What is required:
Please read the Jonah text and decide whether each statement below agrees with it, answering yes or no and quoting the words of the text that decide it. 1. Nineveh took three days to walk across. 2. Only the greatest people of Nineveh put on mourning clothes. 3. The book of Jonah is five chapters long.
** Source extract follows **
The Lord’s word came to Jonah a second time: “Get up and go to Nineveh, that great city, and declare against it the proclamation that I am commanding you.” And Jonah got up and went to Nineveh, according to the Lord’s word. (Now Nineveh was indeed an enormous city, a three days’ walk across.)
Jonah started into the city, walking one day, and he cried out, “Just forty days more and Nineveh will be overthrown!” And the people of Nineveh believed God. They proclaimed a fast and put on mourning clothes, from the greatest of them to the least significant.
God saw what they were doing—that they had ceased their evil behavior. So God stopped planning to destroy them, and he didn’t do it.
Jonah is my favorite Prophet. It is partly because the book of Jonah is only 4 chapters long so it's an extremely quick read. I have always been a fan of brevity. It's mostly because Jonah sticks out to me in ways the other prophets do not:
In the Christian church in America there are three growing groups. First, there are dying churches. It seems more and more churches are on the decline. Of those churches on the decline, there are a growing number that have been damaged in some way. I'm not going to spend my time explaining the damage, just to say, the damage happens in all kinds of ways, and may or may not be the churches fault. If not dealt with, the church can do one or both of these things. It can create a second growing group, broken Christians.
** End of Source extract **
** Data shown follows **
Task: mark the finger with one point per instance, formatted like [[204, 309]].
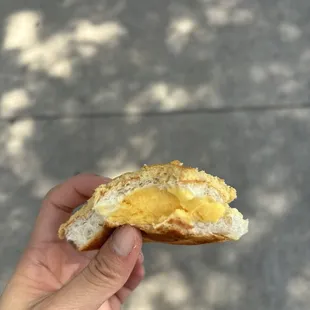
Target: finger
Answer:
[[134, 280], [61, 201], [105, 275]]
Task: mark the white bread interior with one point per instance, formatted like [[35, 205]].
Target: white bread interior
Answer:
[[83, 230]]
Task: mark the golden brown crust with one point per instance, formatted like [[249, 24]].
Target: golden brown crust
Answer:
[[173, 233]]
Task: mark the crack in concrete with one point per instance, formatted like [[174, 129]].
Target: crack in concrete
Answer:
[[103, 114]]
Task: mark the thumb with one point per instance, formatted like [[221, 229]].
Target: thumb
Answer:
[[104, 276]]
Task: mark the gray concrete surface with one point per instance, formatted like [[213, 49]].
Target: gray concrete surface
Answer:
[[69, 65]]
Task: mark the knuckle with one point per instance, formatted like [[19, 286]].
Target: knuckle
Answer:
[[102, 271]]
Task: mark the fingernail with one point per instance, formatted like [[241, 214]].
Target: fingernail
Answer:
[[141, 258], [123, 240]]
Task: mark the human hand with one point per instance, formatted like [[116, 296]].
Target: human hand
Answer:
[[53, 275]]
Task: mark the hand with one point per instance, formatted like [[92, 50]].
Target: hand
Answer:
[[53, 275]]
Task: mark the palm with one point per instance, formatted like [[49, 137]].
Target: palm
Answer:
[[49, 263], [53, 264]]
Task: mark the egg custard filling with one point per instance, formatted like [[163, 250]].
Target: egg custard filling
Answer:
[[153, 205]]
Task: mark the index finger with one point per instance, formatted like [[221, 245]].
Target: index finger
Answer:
[[59, 203]]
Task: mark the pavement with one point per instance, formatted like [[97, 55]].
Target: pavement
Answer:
[[106, 86]]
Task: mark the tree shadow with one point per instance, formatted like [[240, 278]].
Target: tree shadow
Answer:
[[103, 56]]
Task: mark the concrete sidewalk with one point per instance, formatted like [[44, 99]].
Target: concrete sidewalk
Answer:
[[105, 86]]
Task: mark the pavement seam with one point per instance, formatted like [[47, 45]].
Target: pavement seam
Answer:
[[198, 111]]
** End of Data shown **
Answer to the problem:
1. Yes: "a three days’ walk across"
2. No: "from the greatest of them to the least significant"
3. No: "the book of Jonah is only 4 chapters long"